──────── Records for the task
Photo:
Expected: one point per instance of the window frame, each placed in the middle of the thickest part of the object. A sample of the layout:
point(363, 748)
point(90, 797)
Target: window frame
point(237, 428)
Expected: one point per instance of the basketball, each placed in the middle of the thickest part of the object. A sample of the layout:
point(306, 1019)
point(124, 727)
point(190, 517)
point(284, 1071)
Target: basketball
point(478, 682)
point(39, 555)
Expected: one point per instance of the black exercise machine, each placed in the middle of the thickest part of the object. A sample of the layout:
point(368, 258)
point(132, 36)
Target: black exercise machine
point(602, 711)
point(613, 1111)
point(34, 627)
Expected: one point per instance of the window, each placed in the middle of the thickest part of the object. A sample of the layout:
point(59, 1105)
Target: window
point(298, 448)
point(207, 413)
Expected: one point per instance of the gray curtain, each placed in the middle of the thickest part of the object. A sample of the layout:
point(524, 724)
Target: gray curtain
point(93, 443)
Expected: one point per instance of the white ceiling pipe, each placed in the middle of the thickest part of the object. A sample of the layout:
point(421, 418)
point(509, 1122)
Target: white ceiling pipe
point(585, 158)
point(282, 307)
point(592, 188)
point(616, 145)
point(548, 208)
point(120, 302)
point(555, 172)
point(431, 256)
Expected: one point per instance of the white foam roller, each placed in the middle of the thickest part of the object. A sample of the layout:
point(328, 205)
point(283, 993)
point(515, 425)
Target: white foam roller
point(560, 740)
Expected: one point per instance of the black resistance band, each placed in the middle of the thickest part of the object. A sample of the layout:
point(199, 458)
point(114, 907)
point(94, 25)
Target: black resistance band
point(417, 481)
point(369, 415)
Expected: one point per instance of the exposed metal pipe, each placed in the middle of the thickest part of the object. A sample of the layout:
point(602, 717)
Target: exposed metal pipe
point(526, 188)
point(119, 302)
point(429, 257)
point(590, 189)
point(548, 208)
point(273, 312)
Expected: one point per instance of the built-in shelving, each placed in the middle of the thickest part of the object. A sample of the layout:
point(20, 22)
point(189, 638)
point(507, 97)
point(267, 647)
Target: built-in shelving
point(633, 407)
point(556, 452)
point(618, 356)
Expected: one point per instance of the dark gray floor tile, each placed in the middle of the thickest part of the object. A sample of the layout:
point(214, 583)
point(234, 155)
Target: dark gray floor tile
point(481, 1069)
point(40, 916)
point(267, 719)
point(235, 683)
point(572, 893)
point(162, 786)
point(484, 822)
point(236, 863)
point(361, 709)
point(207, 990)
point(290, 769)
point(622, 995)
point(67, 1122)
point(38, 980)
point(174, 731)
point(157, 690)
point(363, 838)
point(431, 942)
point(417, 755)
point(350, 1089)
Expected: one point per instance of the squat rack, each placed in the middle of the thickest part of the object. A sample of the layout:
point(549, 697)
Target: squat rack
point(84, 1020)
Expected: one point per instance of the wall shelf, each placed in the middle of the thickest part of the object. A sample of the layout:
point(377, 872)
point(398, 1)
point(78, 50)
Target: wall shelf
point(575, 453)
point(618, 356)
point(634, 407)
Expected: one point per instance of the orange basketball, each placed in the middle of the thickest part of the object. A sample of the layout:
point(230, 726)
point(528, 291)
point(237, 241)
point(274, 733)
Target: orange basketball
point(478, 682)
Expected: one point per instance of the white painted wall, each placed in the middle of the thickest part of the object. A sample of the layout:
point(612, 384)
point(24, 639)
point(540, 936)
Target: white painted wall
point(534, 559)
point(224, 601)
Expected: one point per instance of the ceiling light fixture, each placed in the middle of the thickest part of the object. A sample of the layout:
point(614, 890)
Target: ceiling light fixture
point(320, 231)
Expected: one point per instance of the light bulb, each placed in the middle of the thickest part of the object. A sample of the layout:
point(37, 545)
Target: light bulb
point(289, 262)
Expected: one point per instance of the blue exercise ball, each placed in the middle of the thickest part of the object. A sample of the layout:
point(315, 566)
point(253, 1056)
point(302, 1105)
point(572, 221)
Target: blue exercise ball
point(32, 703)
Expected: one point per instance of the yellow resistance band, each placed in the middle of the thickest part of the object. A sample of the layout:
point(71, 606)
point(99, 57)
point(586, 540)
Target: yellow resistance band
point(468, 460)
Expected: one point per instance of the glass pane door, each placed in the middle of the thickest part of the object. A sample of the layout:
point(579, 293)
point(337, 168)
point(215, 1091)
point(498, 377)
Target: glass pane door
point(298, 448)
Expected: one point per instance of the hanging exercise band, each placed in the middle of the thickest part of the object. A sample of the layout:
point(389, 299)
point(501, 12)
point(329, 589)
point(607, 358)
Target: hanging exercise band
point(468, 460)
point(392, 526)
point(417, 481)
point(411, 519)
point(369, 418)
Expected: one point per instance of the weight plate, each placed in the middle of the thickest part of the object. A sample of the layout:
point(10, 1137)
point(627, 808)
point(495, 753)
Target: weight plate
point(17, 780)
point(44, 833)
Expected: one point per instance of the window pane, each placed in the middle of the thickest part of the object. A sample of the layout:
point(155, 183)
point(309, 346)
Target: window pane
────────────────
Task description: Please write out all of the material above word for word, keeping every line in its original order.

Response for this exercise:
Photo:
Expected: one point per instance of the window frame, each placed in the middle of the thickest part of the object. A sample of the layout:
point(363, 748)
point(90, 797)
Target: window frame
point(237, 428)
Expected: one point per instance of the basketball, each placed in the middle of the thickest part of the object. A sample of the layout:
point(306, 1019)
point(124, 727)
point(190, 517)
point(284, 1071)
Target: basketball
point(478, 682)
point(39, 555)
Expected: one point per instance of the black exercise machine, each placed in the middle of the thickest part of the object. A sample of the layout:
point(368, 258)
point(132, 36)
Target: black exercise machine
point(602, 711)
point(613, 1111)
point(34, 627)
Expected: one point per instance of the window, each placed in the middle of the thickest part of the object. A sample of the layout:
point(59, 1105)
Target: window
point(298, 448)
point(207, 413)
Expected: one point per instance of the gray curtain, each placed in the middle of the thickest part of the object. A sample of the layout:
point(524, 724)
Target: gray curtain
point(93, 443)
Expected: one point per instance of the white ceiling pipe, each placed in the middle of the thickest part of the object. A sample of the layout:
point(421, 418)
point(509, 1122)
Target: white ceiling pipe
point(585, 158)
point(282, 307)
point(592, 188)
point(616, 145)
point(548, 208)
point(120, 302)
point(555, 172)
point(431, 256)
Expected: one point per instance of the white foam roller, each placed in the middle of the thickest part of the object. A sample of the layout:
point(328, 205)
point(283, 993)
point(515, 425)
Target: white foam roller
point(560, 740)
Expected: one point per instance of the black resistance band, each placed in the middle of the thickest part of the object. A sample of the layout:
point(199, 458)
point(114, 907)
point(94, 25)
Target: black resistance band
point(417, 481)
point(369, 415)
Expected: one point per instance of the exposed metal pipe, each placed in the middle of the thickest part of the object. A sample of the layout:
point(602, 717)
Target: exposed metal pipe
point(526, 188)
point(119, 302)
point(429, 257)
point(590, 189)
point(548, 208)
point(273, 312)
Expected: one point per instance of the built-in shelving, each placed in the middle of the thickest part of the object. A sample of the layout:
point(20, 22)
point(189, 638)
point(507, 97)
point(267, 647)
Target: built-in shelving
point(633, 407)
point(556, 452)
point(618, 356)
Expected: one point per instance of the dark gray floor tile, each placed in the middle of the thickest part of the object. A sample of the layout:
point(214, 583)
point(234, 155)
Target: dark gray floor tile
point(481, 1069)
point(40, 916)
point(267, 719)
point(235, 683)
point(572, 893)
point(162, 786)
point(484, 822)
point(236, 863)
point(361, 709)
point(207, 990)
point(290, 769)
point(622, 995)
point(67, 1122)
point(38, 980)
point(174, 731)
point(157, 690)
point(363, 838)
point(431, 942)
point(417, 755)
point(350, 1089)
Expected: one point per instance of the squat rack, each placed in the middle of the thickest part of the object. A sample of the layout:
point(549, 697)
Target: squat rack
point(84, 1020)
Expected: one point per instance of the wall shelf, each placed in the middle of the thickest part of the object. A sample of the layout:
point(377, 872)
point(398, 1)
point(78, 50)
Target: wall shelf
point(575, 453)
point(618, 356)
point(634, 407)
Expected: one point per instance of the orange basketball, each placed in the middle of the thickest part of the object. A sample of the layout:
point(230, 726)
point(528, 291)
point(237, 241)
point(274, 733)
Target: orange basketball
point(478, 682)
Expected: one point per instance of the white painted wall, each placed in the middle of the thickest part of the object. A sample of the layout:
point(612, 384)
point(24, 639)
point(540, 936)
Target: white painted wall
point(534, 559)
point(224, 601)
Expected: one point per instance of the ceiling light fixture, each placed in the middle of the thickest part of the object. A sample of the layout:
point(614, 890)
Target: ceiling light fixture
point(320, 231)
Expected: one point per instance of the light bulb, each placed in the middle of the thickest part of the object. A sample of the layout:
point(37, 545)
Target: light bulb
point(289, 262)
Expected: one point per instance of the blue exercise ball, each placed in the middle of the thickest part of the object. A sample of the layout:
point(315, 566)
point(253, 1056)
point(302, 1105)
point(572, 221)
Target: blue exercise ball
point(32, 703)
Expected: one point per instance of the yellow resistance band, each placed in the middle of the thickest part of the object. A sample of the layout:
point(71, 606)
point(99, 57)
point(586, 540)
Target: yellow resistance band
point(468, 460)
Expected: one point per instance of the glass pane door, each placed in the middle of the thickest part of the object. A sample of the layout:
point(579, 293)
point(337, 168)
point(215, 1091)
point(498, 377)
Target: glass pane door
point(298, 448)
Expected: one point per instance of the hanging exercise band, each placed in the middle of the thickest part of the object. A sample of the layout:
point(389, 299)
point(501, 12)
point(329, 589)
point(607, 358)
Target: hanging exercise band
point(468, 460)
point(392, 526)
point(417, 481)
point(411, 519)
point(369, 418)
Expected: one point per instance of the weight plate, each placed in the middle of the thickest part of the object. A sample of the layout:
point(10, 1137)
point(627, 808)
point(495, 753)
Target: weight plate
point(17, 780)
point(44, 833)
Expected: one point per instance of the window pane, each placed in the middle of the thickest part of the object. A sample of the layout:
point(155, 183)
point(309, 346)
Target: window pane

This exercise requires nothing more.